日记:在女性节日里
2005年3月8日(妇女节)星期二 晴好今天是妇女节。系里的行政秘书打电话过来让我参加下午专门为庆祝妇女节举行的趣味运动会,她特意强调说:“只要参加就有奖品,学校今年把奖品作为礼品。你来吧。”我今天有事,最后还是没去成。记得去年10月的运动会,我报名了,可惜我系的年轻女老师们报名的不够,去权了。
下午,我到加速器浴池洗澡。加速器是校区里相对独立的一处,四周有围墙,大门门卫有检查证件的执勤人。只有它这个院系有自己独立的浴池设施,为院系内部人员提供服务。作为家属,我只有在洗澡的时候才能进出的。理工院校的浴池也带有理工特点是,女性少,男性奇多。这会儿浴池里的人只有3、4个人,其中一个我认识,是一实验室清洁工陈大姐。听她说,今天人少的原因是妇女节,许多人到东区参加运动会、看电影了。我随便问了一句:“那您怎么没去啊?”她颇有感触地说:“我们不行啊,是在这里打工的。”我很遗憾。看着这位皮肤黝黑、体格健壮的中年女士,我猜想如果她参加运动会,在我这样经过多年的案头工作而身体羸弱的人群里,会跑第一名吧。

### 条目集
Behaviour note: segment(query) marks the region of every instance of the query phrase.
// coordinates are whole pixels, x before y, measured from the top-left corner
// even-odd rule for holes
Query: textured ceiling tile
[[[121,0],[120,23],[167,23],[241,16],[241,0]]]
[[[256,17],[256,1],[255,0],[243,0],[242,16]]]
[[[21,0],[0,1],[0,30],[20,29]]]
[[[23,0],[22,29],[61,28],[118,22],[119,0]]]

### 题目
把这篇妇女节日记中从“下午,我到加速器浴池洗澡。加”一直到“羸弱的人群里,会跑第一名吧。”的内容一字不改地抄录下来。

### 参考答案
下午,我到加速器浴池洗澡。加速器是校区里相对独立的一处,四周有围墙,大门门卫有检查证件的执勤人。只有它这个院系有自己独立的浴池设施,为院系内部人员提供服务。作为家属,我只有在洗澡的时候才能进出的。理工院校的浴池也带有理工特点是,女性少,男性奇多。这会儿浴池里的人只有3、4个人,其中一个我认识,是一实验室清洁工陈大姐。听她说,今天人少的原因是妇女节,许多人到东区参加运动会、看电影了。我随便问了一句:“那您怎么没去啊?”她颇有感触地说:“我们不行啊,是在这里打工的。”我很遗憾。看着这位皮肤黝黑、体格健壮的中年女士,我猜想如果她参加运动会,在我这样经过多年的案头工作而身体羸弱的人群里,会跑第一名吧。